### Tarea requerida 1
¿Qué líneas del listado contienen la palabra "forearm"? Fíltralas y cópialas, distinguiendo entre mayúsculas y minúsculas.

### Fragmento proporcionado

########

Sin embargo, cuando llegamos a una nueva ciudad, o alguien llega a la nuestra, todo es nuevo, llamativo, especial y hasta espectacular. Si acompañamos a un visitante a pasear por nuestra ciudad, veremos que le toma fotos hasta a las piedras que todos los días nosotros pisamos sin ningún interés. ¿Qué ven los viajeros en nuestras ciudades, invisibles para nosotros? No lo sé. ¿Qué vemos nosotros en las ciudades que visitamos? No lo sé tampoco. Las ciudades están ahí, para verlas, pisar sus calles y correr en sus parques, entrar y salir por sus puertas, visitar sus bares y almorzar en sus restaurantes, perdernos en sus vericuetos y acechar a las muchachas nativas, que parecen ser siempre más atractivas, extrañamente amables.

Lo que algunos de los visitantes a Cusco han visto, aquella ciudad mítica y cosmopolita ubicada en la sierra peruana y que fuera fastuosa capital de la cultura inca, está escrito en este libro, titulado con la impronunciable palabra “Cuszco”. Evidentemente no es el Cuzco castizo ni el Cusco contemporáneo, tampoco el Qosqo recuperado con la intención de alimentar nuestro orgullo y nuestra confusa identidad, en cualquier caso sigue siendo el mítico y romántico “ombligo del mundo”. Hace unos días, con Miguel Gutiérrez y Marco Martos recordábamos a Washington Delgado, poeta cusqueño derivado a Lima, quien decía que lo único que le había quedado de cusqueño era la costumbre de escribir Cuzco con zeta. También viene a mi memoria una conversación intrascendente, por las redes sociales, con una poeta latinoamericana que intentaba corregirnos la denominación “ombligo del mundo”, para dedicarla a Ecuador, donde ella decía que está el centro del mundo. Está visto que ella no entendía el significado de “Cusco” y se remitía a un problema matemático espacial; sin embargo, bajo esa lógica y entendiendo que el mundo es una esfera y que cada punto de su superficie puede ser señalado como centro, quien en este momento esté en Cusco, o en cualquier lugar, está en el centro de esa esfera, en el centro del mundo.

Tenemos la oportunidad de sumergirnos, una vez más, en este mundo que Carlos Sánchez ha configurado con veinticinco autores y su particular manera de ver el Cusco.

########

### Extractos del listado
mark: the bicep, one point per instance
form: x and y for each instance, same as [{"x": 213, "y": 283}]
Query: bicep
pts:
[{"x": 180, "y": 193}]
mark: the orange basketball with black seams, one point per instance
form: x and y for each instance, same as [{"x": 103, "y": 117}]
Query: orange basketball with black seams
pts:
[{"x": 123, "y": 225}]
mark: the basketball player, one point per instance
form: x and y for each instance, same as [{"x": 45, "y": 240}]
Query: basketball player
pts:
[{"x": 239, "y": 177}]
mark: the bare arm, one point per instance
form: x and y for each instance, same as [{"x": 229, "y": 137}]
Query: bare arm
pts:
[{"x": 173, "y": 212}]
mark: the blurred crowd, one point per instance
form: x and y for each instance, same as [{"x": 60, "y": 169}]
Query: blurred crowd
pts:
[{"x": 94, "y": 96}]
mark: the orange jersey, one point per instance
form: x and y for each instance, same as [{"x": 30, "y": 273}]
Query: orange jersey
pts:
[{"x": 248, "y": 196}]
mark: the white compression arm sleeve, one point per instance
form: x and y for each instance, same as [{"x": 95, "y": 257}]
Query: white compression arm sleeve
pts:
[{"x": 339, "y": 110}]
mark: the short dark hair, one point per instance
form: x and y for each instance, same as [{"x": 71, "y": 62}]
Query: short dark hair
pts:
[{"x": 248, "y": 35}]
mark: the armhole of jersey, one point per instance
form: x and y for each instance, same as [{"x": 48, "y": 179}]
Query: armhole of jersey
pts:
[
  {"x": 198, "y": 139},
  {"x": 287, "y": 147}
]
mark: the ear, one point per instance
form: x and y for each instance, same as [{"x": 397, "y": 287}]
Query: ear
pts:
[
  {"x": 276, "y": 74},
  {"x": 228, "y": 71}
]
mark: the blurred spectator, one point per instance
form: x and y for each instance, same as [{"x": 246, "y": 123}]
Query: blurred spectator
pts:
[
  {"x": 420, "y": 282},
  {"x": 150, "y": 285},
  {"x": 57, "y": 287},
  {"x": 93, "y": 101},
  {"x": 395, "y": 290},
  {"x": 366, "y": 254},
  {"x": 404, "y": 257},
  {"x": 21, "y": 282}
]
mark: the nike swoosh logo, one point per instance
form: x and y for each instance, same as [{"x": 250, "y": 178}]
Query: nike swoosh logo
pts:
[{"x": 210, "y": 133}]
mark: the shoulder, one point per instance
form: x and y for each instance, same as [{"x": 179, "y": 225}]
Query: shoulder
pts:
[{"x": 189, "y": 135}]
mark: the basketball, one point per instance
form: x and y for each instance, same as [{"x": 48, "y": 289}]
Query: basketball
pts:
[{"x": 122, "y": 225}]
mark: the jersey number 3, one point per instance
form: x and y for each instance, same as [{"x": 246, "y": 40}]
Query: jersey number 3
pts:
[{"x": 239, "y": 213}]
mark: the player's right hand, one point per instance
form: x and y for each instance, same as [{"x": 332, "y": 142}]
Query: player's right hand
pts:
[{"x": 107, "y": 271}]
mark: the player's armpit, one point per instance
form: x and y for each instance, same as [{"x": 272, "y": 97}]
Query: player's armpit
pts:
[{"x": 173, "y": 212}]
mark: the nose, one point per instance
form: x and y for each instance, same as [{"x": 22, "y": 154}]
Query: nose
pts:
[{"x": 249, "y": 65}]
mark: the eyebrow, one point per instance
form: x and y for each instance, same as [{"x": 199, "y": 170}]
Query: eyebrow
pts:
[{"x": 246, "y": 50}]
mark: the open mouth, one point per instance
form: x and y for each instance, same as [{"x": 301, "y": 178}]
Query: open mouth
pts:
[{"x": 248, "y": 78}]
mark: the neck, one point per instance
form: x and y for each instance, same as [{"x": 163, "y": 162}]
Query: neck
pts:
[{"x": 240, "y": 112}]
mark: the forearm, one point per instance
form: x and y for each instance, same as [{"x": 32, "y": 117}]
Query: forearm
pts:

########

### Tarea requerida 2
¿Cómo se traduce al inglés esta oración del fragmento sobre Cusco: "Hace unos días, con Miguel Gutiérrez y Marco Martos recordábamos a Washington Delgado, poeta cusqueño derivado a Lima, quien decía que lo único que le había quedado de cusqueño era la costumbre de escribir Cuzco con zeta."?

### Respuesta del ejercicio 1
mark: the forearm, one point per instance
Query: forearm

### Respuesta del ejercicio 2
A few days ago, with Miguel Gutiérrez and Marco Martos, we were remembering Washington Delgado, a poet from Cusco who ended up in Lima, who used to say that the only thing he had left of being from Cusco was the habit of writing Cuzco with a z.